Start of PROVIDED DATA
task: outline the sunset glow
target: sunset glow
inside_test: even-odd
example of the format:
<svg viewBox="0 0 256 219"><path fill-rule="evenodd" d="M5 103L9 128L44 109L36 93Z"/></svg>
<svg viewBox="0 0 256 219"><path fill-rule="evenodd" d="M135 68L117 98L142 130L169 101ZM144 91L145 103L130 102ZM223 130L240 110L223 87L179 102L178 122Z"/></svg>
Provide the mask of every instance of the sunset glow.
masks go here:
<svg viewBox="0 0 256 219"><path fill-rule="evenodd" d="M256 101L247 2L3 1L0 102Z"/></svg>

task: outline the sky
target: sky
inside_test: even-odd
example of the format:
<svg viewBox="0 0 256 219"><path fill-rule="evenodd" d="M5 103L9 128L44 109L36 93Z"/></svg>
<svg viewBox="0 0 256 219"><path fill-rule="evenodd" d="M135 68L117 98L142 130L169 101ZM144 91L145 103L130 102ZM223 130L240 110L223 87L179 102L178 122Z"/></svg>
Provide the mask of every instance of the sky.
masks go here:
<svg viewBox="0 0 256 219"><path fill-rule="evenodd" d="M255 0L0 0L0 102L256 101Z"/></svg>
End of PROVIDED DATA
▸ PROMPT
Rewrite all the items above, swapping "sunset glow" for "evening glow" wherever it appears and keeping everything else the same.

▸ PROBLEM SOLUTION
task: outline the evening glow
target: evening glow
inside_test: even-odd
example of the format:
<svg viewBox="0 0 256 219"><path fill-rule="evenodd" d="M5 103L9 128L44 109L36 93Z"/></svg>
<svg viewBox="0 0 256 219"><path fill-rule="evenodd" d="M135 68L117 98L142 130L169 101ZM144 91L145 103L130 102ZM223 130L240 110L223 87L179 102L178 122Z"/></svg>
Provide the mask of every instance of the evening glow.
masks go here:
<svg viewBox="0 0 256 219"><path fill-rule="evenodd" d="M256 101L247 2L3 1L0 102Z"/></svg>

task: outline the sky
target: sky
inside_test: even-odd
example of the format:
<svg viewBox="0 0 256 219"><path fill-rule="evenodd" d="M5 103L9 128L44 109L36 93Z"/></svg>
<svg viewBox="0 0 256 219"><path fill-rule="evenodd" d="M135 68L117 98L142 130L169 101ZM144 91L145 103L130 102ZM223 130L240 110L223 87L179 102L178 122Z"/></svg>
Provide the mask of every instance of the sky.
masks go here:
<svg viewBox="0 0 256 219"><path fill-rule="evenodd" d="M255 0L0 0L0 102L256 101Z"/></svg>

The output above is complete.